Find the line containing "Target: blonde boy" in the entries below. Restate it and each line after it, word for word, up to and including the line containing "Every instance of the yellow".

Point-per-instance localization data
------
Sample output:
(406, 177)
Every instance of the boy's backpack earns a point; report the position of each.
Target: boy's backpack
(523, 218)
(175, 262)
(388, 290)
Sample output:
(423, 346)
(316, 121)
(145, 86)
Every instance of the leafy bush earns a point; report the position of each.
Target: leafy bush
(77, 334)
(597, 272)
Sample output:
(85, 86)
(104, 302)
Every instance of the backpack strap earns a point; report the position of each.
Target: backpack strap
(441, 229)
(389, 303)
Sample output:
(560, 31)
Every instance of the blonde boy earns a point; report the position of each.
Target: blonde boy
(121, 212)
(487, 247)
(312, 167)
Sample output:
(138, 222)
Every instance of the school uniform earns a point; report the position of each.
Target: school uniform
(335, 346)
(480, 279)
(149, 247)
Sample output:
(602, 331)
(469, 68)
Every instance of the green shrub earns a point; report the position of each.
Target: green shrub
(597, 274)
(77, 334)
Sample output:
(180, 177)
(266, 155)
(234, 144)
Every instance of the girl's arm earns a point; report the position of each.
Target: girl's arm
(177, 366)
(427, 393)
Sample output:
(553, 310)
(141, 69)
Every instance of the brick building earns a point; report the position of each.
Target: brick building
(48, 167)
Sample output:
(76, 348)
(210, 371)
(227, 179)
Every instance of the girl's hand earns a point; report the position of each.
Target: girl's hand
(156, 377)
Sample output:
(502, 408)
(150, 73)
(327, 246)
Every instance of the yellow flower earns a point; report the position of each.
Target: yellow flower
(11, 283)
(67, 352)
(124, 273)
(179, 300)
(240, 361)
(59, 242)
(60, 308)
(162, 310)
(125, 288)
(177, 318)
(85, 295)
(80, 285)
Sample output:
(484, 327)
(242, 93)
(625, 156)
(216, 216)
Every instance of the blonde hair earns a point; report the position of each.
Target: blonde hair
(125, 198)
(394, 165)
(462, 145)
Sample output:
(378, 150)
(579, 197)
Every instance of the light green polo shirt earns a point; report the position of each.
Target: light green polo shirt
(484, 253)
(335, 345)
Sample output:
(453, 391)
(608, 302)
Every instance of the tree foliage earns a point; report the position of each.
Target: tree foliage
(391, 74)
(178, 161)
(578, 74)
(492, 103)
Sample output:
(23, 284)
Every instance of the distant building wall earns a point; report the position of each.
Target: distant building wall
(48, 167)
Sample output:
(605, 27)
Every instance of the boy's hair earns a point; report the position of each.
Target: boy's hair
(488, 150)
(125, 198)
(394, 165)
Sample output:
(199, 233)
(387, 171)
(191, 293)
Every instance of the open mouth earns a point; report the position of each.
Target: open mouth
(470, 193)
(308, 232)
------
= ANSWER SPACE =
Target: blonde boy
(121, 212)
(487, 247)
(312, 167)
Sample output:
(138, 222)
Every instance of the school uniform earns a point; report the position of each.
Target: school uniform
(335, 346)
(480, 279)
(149, 247)
Sample output:
(602, 331)
(469, 68)
Every instance of the green shrub earns a point; report the position of each.
Target: green shrub
(597, 274)
(77, 334)
Sample output:
(180, 177)
(266, 155)
(234, 144)
Every instance of the girl's arm earns a point; report the position of each.
Target: girl's arm
(177, 366)
(427, 393)
Sample output:
(553, 310)
(141, 69)
Every instance of the brick building earns a point; report the position of each.
Target: brick building
(48, 167)
Sample output:
(76, 348)
(210, 371)
(227, 179)
Every instance of the girl's hand earns a point; report the position of each.
Target: girl's hand
(156, 377)
Sample output:
(502, 408)
(150, 73)
(327, 246)
Every instance of the yellow flower earns a point; report the position of each.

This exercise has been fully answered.